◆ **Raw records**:
(begin)

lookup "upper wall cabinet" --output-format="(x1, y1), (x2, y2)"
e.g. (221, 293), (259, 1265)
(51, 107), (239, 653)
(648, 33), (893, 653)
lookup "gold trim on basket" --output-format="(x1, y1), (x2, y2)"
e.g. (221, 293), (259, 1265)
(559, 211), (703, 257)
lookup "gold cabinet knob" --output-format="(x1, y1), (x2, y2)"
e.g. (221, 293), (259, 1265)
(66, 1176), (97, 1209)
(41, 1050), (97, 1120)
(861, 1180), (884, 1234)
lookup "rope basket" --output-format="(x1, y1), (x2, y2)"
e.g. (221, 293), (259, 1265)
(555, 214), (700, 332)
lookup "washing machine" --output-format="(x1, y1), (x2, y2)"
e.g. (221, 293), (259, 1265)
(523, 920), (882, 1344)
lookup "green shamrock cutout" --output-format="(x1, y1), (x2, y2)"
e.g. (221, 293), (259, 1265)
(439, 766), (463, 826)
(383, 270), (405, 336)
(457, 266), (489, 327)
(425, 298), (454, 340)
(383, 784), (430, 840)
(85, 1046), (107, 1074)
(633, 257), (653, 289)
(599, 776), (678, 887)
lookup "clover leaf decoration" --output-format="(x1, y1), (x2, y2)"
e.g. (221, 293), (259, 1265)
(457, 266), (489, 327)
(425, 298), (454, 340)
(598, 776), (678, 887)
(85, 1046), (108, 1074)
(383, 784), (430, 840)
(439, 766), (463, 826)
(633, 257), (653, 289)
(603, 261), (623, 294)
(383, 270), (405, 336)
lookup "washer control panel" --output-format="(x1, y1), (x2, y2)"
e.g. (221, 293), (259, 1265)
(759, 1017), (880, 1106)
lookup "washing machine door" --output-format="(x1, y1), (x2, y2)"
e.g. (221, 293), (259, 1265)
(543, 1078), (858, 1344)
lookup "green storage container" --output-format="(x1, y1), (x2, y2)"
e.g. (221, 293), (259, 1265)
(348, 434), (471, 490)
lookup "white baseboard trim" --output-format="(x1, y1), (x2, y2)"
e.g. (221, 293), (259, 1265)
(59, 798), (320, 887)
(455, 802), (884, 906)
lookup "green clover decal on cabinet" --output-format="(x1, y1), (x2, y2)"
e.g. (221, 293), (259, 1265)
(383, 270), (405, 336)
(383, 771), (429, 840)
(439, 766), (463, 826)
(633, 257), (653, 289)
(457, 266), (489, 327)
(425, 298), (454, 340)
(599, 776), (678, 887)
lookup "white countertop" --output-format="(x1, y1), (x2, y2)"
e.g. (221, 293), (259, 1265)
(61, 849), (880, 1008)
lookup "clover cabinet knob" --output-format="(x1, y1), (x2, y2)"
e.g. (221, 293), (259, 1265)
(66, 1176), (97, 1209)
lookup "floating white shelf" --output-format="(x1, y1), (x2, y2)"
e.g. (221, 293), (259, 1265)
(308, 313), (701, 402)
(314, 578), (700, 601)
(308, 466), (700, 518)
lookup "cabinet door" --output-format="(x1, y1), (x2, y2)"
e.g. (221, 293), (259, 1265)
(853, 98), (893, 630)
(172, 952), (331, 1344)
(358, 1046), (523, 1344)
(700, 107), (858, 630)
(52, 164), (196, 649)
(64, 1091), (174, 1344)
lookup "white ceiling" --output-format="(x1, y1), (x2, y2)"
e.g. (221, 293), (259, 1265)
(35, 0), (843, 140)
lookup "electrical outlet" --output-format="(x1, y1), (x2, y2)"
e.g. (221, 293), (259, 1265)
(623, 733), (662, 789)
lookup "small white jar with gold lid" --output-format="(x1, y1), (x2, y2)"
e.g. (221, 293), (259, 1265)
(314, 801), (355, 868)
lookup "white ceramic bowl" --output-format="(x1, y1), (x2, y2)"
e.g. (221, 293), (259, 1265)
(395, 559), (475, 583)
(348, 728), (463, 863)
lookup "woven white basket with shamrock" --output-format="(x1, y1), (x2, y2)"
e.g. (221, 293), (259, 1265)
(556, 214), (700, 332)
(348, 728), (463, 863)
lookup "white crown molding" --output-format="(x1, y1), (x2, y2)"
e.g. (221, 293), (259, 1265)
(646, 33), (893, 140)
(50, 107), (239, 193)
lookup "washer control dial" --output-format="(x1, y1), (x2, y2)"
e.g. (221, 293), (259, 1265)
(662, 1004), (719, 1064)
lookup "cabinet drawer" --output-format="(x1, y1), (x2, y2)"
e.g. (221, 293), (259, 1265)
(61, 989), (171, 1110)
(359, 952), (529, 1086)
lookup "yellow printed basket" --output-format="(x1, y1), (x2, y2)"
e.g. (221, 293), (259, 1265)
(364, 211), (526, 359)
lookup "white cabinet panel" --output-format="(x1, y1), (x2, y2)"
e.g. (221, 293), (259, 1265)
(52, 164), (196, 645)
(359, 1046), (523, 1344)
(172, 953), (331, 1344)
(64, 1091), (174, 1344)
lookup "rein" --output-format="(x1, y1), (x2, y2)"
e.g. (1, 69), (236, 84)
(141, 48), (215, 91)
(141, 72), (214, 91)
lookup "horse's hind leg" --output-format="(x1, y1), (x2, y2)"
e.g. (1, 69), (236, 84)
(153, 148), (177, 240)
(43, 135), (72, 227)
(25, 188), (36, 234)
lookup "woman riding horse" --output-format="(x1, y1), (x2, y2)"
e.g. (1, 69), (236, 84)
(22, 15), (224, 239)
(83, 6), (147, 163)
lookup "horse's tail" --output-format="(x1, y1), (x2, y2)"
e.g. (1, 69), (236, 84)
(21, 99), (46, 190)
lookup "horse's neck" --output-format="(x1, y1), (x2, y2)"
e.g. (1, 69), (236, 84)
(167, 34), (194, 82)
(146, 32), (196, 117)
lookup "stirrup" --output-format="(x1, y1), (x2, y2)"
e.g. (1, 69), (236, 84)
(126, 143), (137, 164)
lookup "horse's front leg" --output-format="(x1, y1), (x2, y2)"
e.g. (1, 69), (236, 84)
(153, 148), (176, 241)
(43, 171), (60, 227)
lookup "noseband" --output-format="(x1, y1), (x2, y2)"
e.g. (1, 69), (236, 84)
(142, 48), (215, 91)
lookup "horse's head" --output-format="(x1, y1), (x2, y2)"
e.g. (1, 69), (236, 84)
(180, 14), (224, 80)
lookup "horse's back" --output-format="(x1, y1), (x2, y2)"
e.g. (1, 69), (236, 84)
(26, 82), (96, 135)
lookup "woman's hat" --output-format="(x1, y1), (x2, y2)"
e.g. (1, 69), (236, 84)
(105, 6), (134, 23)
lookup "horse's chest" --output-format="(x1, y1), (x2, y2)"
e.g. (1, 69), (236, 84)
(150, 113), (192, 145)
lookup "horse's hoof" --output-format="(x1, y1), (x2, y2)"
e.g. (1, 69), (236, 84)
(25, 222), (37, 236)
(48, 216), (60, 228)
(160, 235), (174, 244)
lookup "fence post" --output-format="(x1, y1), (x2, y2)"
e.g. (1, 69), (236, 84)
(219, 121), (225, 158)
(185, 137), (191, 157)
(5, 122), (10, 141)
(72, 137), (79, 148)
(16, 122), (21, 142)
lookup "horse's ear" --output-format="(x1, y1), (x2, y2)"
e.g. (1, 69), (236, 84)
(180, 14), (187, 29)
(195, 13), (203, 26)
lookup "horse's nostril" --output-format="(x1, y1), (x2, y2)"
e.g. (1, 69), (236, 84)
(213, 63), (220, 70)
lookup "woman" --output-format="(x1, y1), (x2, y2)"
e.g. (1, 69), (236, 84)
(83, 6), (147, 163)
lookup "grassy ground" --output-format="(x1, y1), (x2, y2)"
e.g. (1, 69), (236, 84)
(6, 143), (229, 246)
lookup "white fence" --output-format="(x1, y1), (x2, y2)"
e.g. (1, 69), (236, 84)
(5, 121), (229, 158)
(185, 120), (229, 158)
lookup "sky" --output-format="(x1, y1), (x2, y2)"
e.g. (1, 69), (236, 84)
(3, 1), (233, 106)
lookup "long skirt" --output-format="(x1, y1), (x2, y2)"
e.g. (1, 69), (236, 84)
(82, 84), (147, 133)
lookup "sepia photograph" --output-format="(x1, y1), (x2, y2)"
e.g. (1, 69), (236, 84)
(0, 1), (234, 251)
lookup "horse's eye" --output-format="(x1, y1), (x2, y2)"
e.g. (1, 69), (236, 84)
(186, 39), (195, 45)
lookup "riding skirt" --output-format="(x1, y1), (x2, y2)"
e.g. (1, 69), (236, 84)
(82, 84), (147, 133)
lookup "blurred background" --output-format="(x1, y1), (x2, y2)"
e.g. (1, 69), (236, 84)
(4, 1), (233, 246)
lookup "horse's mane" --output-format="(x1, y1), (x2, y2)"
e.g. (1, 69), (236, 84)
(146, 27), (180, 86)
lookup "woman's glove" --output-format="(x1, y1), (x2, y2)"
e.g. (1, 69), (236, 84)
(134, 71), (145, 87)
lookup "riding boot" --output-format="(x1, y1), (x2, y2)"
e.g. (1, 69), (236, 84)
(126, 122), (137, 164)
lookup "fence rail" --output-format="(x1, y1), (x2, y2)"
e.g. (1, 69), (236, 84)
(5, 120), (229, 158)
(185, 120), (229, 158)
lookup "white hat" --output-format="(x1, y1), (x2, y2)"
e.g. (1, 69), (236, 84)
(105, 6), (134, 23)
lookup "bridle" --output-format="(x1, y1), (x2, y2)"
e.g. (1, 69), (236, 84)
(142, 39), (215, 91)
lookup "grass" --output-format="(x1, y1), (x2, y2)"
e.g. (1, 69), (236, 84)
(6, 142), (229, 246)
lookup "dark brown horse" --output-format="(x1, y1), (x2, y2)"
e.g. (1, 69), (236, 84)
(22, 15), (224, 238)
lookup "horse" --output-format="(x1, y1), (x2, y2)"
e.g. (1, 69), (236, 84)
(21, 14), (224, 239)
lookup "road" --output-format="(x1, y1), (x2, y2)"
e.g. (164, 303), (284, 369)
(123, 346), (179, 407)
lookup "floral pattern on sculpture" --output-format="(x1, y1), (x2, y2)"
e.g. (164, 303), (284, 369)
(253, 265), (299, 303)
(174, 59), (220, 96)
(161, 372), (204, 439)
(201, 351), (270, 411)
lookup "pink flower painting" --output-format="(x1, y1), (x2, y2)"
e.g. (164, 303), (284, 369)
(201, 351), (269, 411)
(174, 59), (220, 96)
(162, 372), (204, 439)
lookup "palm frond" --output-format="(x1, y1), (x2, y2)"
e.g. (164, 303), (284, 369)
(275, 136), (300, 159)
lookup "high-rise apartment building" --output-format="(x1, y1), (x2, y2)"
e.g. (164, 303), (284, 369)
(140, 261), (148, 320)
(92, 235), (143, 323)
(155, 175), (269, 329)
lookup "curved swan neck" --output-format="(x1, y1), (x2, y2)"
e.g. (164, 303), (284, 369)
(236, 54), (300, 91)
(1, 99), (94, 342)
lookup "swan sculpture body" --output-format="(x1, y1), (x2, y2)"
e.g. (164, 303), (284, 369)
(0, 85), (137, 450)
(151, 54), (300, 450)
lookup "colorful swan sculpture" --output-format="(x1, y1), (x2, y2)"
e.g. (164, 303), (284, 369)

(end)

◆ **PROMPT**: Switch every "lookup" to "locate" in the records, from their first line through the line holding "(543, 1078), (858, 1344)", inclusive, and change nothing else. Return only those lines.

◆ **RIGHT ANSWER**:
locate "upper wall cabinet" --output-format="(x1, y1), (x2, y2)"
e.g. (221, 293), (259, 1265)
(51, 107), (239, 653)
(648, 33), (893, 653)
locate "gold trim on basket" --output-format="(x1, y1), (x2, y2)"
e.g. (221, 293), (259, 1265)
(559, 211), (703, 257)
locate "gold cabinet knob" --output-format="(x1, y1), (x2, y2)"
e.g. (221, 293), (259, 1265)
(66, 1176), (97, 1209)
(41, 1050), (97, 1120)
(861, 1180), (884, 1234)
locate "rope basket" --output-format="(x1, y1), (x2, y2)"
e.g. (221, 293), (259, 1265)
(555, 214), (700, 332)
locate "washing machine" --output-format="(x1, y1), (x2, y2)"
e.g. (221, 293), (259, 1265)
(523, 920), (882, 1344)
locate "green shamrock cutout" --output-format="(x1, y1), (x2, y2)"
e.g. (221, 293), (259, 1265)
(439, 766), (463, 826)
(383, 270), (405, 336)
(457, 266), (489, 327)
(425, 298), (454, 340)
(383, 784), (430, 840)
(85, 1046), (107, 1074)
(633, 257), (653, 289)
(599, 776), (678, 887)
locate "clover leaf decoration" --output-format="(x1, y1), (x2, y2)"
e.g. (221, 293), (259, 1265)
(457, 266), (489, 327)
(425, 298), (454, 340)
(598, 776), (678, 887)
(85, 1046), (108, 1074)
(383, 784), (430, 840)
(439, 766), (463, 826)
(633, 257), (653, 289)
(603, 261), (623, 294)
(383, 270), (405, 336)
locate "washer control panel" --output-format="(x1, y1), (x2, y2)"
e.g. (221, 293), (259, 1265)
(759, 1017), (880, 1106)
locate "washing machine door" --output-format="(x1, y1), (x2, y2)"
e.g. (221, 293), (259, 1265)
(543, 1078), (858, 1344)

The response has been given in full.